» Aim of the task: Copy the records below word for word, from the line that contains "paw, one per instance" through the end of the records.

» Listed records:

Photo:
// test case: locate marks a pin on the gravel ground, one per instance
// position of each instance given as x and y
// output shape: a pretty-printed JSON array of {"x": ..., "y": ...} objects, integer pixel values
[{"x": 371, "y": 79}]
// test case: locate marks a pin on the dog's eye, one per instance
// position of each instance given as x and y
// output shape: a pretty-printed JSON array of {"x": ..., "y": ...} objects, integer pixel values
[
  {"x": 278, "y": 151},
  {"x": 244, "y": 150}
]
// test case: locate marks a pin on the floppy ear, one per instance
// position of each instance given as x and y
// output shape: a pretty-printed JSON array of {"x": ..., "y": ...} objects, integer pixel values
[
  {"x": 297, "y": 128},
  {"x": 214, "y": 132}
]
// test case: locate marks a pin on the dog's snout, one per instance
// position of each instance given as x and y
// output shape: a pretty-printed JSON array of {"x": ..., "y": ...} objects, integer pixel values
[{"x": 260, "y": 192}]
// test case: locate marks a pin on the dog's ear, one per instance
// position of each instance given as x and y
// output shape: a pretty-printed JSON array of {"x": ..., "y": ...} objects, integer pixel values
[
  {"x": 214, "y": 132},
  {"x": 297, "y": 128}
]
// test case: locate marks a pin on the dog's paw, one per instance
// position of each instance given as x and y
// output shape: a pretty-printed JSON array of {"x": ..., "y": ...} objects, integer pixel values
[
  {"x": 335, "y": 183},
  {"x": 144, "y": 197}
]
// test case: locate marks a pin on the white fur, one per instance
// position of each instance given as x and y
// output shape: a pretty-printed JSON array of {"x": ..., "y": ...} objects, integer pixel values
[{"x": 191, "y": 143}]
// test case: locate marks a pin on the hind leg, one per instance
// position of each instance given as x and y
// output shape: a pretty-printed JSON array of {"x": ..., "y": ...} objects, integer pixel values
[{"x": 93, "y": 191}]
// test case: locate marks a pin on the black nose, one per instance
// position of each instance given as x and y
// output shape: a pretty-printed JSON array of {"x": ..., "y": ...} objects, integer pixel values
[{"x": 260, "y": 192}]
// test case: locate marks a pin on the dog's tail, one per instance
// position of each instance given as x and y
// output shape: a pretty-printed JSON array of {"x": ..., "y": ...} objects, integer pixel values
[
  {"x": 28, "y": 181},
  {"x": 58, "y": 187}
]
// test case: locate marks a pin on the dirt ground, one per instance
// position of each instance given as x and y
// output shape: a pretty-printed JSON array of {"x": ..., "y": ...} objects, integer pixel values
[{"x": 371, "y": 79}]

» Response to the task:
// test case: locate marks a pin on the dog's paw, one per instance
// position of each instance given as x and y
// output shape: a pretty-printed JSON array of {"x": ..., "y": ...} objects, integer pixel values
[
  {"x": 335, "y": 183},
  {"x": 144, "y": 197}
]
// test case: locate marks a pin on the white fur, one per instance
// position of each instance given as x and y
// output shape: a pretty-printed JSON array of {"x": ..., "y": ...} objects, integer pixel values
[{"x": 191, "y": 143}]
// test case: locate marks a pin on the hind leg, one per instance
// position of each instance given as x and y
// output shape: a pretty-printed JSON array of {"x": ..., "y": ...} objects, integer pixel values
[{"x": 93, "y": 191}]
// test case: locate marks a pin on the black nose, one per instance
// position of each instance given as x and y
// output shape: a pretty-printed JSON array of {"x": ..., "y": ...} objects, integer pixel values
[{"x": 260, "y": 192}]
// test case: locate marks a pin on the dog's tail, one per instance
// position of each instance given as x and y
// output shape: a pretty-printed JSON array of {"x": ..., "y": ...} objects, integer pixel values
[
  {"x": 28, "y": 181},
  {"x": 58, "y": 187}
]
// test case: locate marks a pin on the dirt ground, one per instance
// position of each instance given as x and y
// output shape: a pretty-printed JSON array of {"x": ..., "y": ...} objects, integer pixel values
[{"x": 371, "y": 79}]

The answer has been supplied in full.